### Required work
Copy each entry below exactly as it reads.

Supplied data: Begin

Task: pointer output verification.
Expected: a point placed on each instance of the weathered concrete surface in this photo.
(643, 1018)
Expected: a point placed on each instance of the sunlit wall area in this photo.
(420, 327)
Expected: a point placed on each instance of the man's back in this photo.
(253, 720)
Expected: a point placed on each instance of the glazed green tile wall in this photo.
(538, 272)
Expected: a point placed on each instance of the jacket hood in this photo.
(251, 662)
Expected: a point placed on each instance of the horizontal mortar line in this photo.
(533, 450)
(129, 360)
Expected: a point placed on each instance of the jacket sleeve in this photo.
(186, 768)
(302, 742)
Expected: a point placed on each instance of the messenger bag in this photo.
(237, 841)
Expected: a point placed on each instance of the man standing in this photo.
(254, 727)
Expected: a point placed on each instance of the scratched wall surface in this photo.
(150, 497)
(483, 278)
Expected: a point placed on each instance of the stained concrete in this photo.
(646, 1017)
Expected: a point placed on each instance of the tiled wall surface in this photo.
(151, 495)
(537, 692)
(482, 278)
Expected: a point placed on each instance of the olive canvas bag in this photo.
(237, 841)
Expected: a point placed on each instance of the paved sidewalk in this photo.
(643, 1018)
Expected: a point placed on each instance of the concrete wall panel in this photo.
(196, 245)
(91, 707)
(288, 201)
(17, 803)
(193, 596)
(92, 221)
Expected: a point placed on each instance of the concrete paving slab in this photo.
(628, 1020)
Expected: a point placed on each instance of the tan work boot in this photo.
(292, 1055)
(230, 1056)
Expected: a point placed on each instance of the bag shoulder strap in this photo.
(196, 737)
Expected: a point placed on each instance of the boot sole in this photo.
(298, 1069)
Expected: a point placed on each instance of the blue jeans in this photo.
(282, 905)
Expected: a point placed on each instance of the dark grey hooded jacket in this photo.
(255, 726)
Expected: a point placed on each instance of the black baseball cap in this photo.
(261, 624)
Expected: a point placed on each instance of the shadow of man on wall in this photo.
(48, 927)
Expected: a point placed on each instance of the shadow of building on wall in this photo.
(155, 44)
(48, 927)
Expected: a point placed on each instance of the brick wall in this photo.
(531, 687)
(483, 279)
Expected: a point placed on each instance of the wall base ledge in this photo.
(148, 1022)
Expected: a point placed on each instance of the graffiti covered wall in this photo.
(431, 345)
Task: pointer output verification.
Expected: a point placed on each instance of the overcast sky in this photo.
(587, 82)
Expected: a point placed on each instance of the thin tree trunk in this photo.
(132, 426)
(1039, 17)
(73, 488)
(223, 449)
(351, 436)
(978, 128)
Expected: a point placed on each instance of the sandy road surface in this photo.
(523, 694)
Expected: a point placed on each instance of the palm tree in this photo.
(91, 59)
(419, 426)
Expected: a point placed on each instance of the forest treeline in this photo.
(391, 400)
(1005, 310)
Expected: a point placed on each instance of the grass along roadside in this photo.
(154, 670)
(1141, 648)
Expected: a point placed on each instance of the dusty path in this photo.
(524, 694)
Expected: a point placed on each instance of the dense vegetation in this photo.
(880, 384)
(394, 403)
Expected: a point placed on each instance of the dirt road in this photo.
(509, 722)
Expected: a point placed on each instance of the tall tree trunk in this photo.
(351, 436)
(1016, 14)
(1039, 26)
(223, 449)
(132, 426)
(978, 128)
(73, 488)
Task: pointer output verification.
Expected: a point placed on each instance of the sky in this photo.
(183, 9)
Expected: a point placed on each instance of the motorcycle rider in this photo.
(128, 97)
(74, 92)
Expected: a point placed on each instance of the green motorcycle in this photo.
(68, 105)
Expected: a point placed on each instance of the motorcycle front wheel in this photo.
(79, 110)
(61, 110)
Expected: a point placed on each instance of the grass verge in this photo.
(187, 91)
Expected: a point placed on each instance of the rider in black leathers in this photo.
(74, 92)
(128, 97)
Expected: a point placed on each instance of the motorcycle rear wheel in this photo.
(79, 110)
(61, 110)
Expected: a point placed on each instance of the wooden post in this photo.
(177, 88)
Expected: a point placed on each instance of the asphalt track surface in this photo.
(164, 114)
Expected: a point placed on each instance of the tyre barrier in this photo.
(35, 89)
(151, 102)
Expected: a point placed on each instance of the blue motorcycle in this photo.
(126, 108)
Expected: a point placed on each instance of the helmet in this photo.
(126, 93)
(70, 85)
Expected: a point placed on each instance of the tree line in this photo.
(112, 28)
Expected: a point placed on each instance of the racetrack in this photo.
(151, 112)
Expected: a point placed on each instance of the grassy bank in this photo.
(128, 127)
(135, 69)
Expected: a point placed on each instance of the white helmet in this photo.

Supplied data: End

### Answer space
Task: pointer output verification.
Expected: a point placed on each instance of the weathered concrete surface in this photo.
(643, 1018)
Expected: a point placed on each instance of the sunlit wall area in this photo.
(420, 327)
Expected: a point placed on each instance of the man's back in this photo.
(253, 720)
Expected: a point placed on each instance of the glazed green tile wall in this photo.
(538, 272)
Expected: a point placed on each instance of the jacket hood in this photo.
(251, 662)
Expected: a point placed on each instance of the horizontal mortar line in this photo.
(533, 450)
(129, 360)
Expected: a point placed on each instance of the jacket sleeve in this photo.
(186, 768)
(302, 742)
Expected: a point placed on each instance of the messenger bag in this photo.
(237, 841)
Expected: a point placed on each instance of the man standing in this photo.
(254, 727)
Expected: a point placed on each instance of the scratched wall surface in this photo.
(150, 497)
(483, 278)
Expected: a point placed on each instance of the stained concrete in this photo.
(646, 1017)
Expected: a point placed on each instance of the tiled wall surface in this photo.
(151, 495)
(537, 692)
(482, 278)
Expected: a point placed on each instance of the olive canvas bag in this photo.
(237, 841)
Expected: a point placed on each instance of the paved sidewalk in this photo.
(643, 1018)
Expected: a point placed on each instance of the concrete wall panel in this photo.
(196, 245)
(91, 707)
(288, 201)
(17, 803)
(193, 596)
(92, 221)
Expected: a point placed on each instance of the concrete paving slab in this photo.
(628, 1020)
Expected: a point placed on each instance of the tan work boot in this photo.
(292, 1055)
(230, 1056)
Expected: a point placed on each instance of the bag shoulder strap in this photo.
(196, 737)
Expected: a point placed on each instance of the boot sole in this photo.
(298, 1069)
Expected: a point placed on each instance of the blue jeans in this photo.
(282, 905)
Expected: a point placed on each instance of the dark grey hooded jacket in this photo.
(255, 726)
Expected: a point placed on each instance of the black baseball cap in this photo.
(261, 624)
Expected: a point placed on each instance of the shadow of man on wall in this photo.
(48, 927)
Expected: a point placed on each instance of the shadow of building on wall in this photo.
(155, 44)
(48, 927)
Expected: a point placed on each instance of the brick wall in this photo.
(531, 687)
(483, 279)
Expected: a point placed on each instance of the wall base ledge in this photo.
(148, 1022)
Expected: a point placed on each instance of the graffiti covered wall in this photo.
(431, 345)
Task: pointer output verification.
Expected: a point placed on each instance of the overcast sky in this photo.
(587, 82)
Expected: a point placed on each instance of the thin tree trunk in this photo.
(132, 426)
(1039, 17)
(73, 488)
(223, 449)
(351, 436)
(978, 128)
Expected: a point placed on each instance of the sandy road surface in this photo.
(523, 694)
Expected: a point placed on each instance of the palm tree in this photo.
(91, 59)
(419, 426)
Expected: a point placed on each instance of the forest treeline in this photo.
(391, 400)
(1005, 310)
Expected: a point placed on each instance of the grass along roadside in this photo.
(154, 670)
(1141, 648)
Expected: a point placed on each instance of the dusty path in this photo.
(524, 694)
Expected: a point placed on each instance of the dense vegetation in this photo.
(880, 384)
(394, 403)
Expected: a point placed on each instance of the dirt road in this photo.
(509, 722)
Expected: a point placed on each instance of the tall tree trunk in this photo.
(351, 436)
(1016, 14)
(1039, 26)
(223, 449)
(132, 426)
(978, 128)
(73, 488)
Task: pointer output verification.
Expected: a point placed on each instance of the sky in this photo.
(183, 9)
Expected: a point placed on each instance of the motorcycle rider in this photo.
(128, 97)
(74, 92)
Expected: a point placed on each instance of the green motorcycle in this photo.
(68, 105)
Expected: a point placed on each instance of the motorcycle front wheel in this photo.
(79, 110)
(61, 110)
Expected: a point placed on each instance of the grass verge in this photo.
(187, 91)
Expected: a point placed on each instance of the rider in black leathers in this photo.
(74, 92)
(128, 97)
Expected: a point placed on each instance of the motorcycle rear wheel in this photo.
(79, 110)
(61, 110)
Expected: a point placed on each instance of the wooden post in this photo.
(177, 88)
Expected: a point placed on each instance of the asphalt track surface in this photo.
(164, 114)
Expected: a point placed on each instance of the tyre barrier in this photo.
(35, 89)
(151, 102)
Expected: a point placed on each instance of the blue motorcycle in this photo.
(126, 108)
Expected: a point placed on each instance of the helmet in this photo.
(126, 93)
(70, 85)
Expected: a point placed on each instance of the tree line in this photo.
(112, 28)
Expected: a point placed on each instance of the racetrack in this photo.
(151, 112)
Expected: a point placed on each instance of the grassy bank in this photo.
(128, 127)
(135, 69)
Expected: a point placed on each instance of the white helmet in this photo.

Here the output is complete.